[Data excerpts]
---

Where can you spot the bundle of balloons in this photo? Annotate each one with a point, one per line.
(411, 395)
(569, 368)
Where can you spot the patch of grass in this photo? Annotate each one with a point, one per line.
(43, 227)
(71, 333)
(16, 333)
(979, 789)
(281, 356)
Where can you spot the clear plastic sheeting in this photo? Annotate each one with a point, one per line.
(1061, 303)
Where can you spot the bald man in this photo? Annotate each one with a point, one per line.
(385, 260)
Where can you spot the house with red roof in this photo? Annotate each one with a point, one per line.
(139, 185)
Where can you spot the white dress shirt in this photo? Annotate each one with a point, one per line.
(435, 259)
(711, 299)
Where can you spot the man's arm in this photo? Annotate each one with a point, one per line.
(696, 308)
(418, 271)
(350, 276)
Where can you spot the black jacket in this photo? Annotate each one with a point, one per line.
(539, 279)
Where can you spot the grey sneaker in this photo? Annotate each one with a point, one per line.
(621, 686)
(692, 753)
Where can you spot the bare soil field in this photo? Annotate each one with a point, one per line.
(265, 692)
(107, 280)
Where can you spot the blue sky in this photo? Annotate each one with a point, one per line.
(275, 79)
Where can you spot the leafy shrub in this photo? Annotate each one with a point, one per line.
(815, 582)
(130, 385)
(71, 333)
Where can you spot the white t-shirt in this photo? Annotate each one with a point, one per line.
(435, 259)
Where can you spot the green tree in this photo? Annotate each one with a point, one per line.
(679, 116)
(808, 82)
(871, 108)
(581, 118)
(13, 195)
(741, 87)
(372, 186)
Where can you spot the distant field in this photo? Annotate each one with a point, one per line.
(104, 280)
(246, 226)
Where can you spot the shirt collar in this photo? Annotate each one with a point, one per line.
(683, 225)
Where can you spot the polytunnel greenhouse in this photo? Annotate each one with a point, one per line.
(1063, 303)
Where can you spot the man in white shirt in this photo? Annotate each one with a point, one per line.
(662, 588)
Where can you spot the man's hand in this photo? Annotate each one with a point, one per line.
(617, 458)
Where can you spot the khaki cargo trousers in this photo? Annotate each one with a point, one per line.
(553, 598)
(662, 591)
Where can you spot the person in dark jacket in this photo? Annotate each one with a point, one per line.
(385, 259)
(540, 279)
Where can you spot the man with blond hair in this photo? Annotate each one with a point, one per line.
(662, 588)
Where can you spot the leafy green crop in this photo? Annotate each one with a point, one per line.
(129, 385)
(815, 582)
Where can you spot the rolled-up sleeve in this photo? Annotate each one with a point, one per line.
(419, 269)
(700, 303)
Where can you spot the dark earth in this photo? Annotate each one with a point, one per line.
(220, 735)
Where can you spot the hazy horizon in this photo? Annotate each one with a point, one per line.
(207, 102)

---

**AIM OF THE TASK**
Line by line, set the records above down again exactly.

**OUTPUT FOR THIS EXERCISE**
Where can you spot the bundle of balloons in this photo? Annotate each one with a point, one per line.
(411, 395)
(569, 368)
Where can you spot the patch of grass in this photo? Annotate each one with a point, one per line.
(43, 227)
(71, 333)
(16, 333)
(979, 789)
(281, 356)
Where can you spot the clear plastic sheeting in this photo? Annotate each one with a point, one per line.
(1061, 303)
Where can you spot the bald man in this photo? Annotate each one with a point, one per line.
(385, 260)
Where can you spot the house with red roof in this photo? Annotate each one with a point, one per line.
(139, 185)
Where can you spot the white dress shirt in this photo? Annotate each one with a point, one per line.
(435, 259)
(711, 299)
Where can you spot the man's arm in this photo? Annotate each one with a point, one per line.
(696, 308)
(418, 271)
(350, 276)
Where can you spot the black jacket in this photo? Annotate each one with a point, one per line.
(539, 279)
Where can you spot the grey sneaker in this photo? Annotate each one with a point, one per line.
(621, 686)
(692, 753)
Where can you spot the bare soil field in this photo? Annotate each one with a point, one per line.
(265, 692)
(107, 280)
Where can you spot the blue sky in this photo? Annotate each one with a point, one per line.
(275, 79)
Where can you spot the leafy shrub in this photo? Annotate each one with a point, one per line.
(815, 582)
(130, 385)
(71, 333)
Where can you spot the white t-shirt in this photo? Annotate each one with a point, one per line.
(435, 259)
Where can you spot the green tree in this photo? Annotate each one with a point, one per line.
(679, 116)
(808, 82)
(871, 108)
(581, 118)
(13, 195)
(741, 87)
(372, 186)
Where can you spot the distant field in this photo? Annotate each one with a point, one per line.
(104, 280)
(246, 226)
Where can you spot the shirt collar in this photo? Annotate each one with a point, one per line.
(683, 225)
Where can you spot the polytunnel greenhouse in this photo? Annotate each one with a point, one per line.
(1063, 303)
Where can you spot the man in white shirt in this photo? Annotate each one with a point, one per line.
(662, 588)
Where can you spot the man's hand in this photo? Annotate each one with a point, one per line.
(617, 458)
Where can you spot the khaki cargo trousers in this photo? Annotate each one with a point, one per line.
(553, 598)
(662, 591)
Where can you spot the person in dark jacket in this photo? Annotate each one with a point, one per line.
(385, 259)
(540, 279)
Where can you spot the man with blond hair in this photo? Annotate each one with a point, one per line.
(662, 588)
Where can you spot the leafy green crop in this photo? Annotate each one with a point, one per line.
(129, 385)
(815, 582)
Where can you spot the rolled-up sleeve in this photo? Annotate each one with a point, one per line.
(419, 269)
(700, 303)
Where can you spot the dark earth in this photo? Annotate each one with a point, one per line.
(220, 735)
Where can you spot the hazy horizon in this photo? Annotate each one with a point, one per line.
(207, 102)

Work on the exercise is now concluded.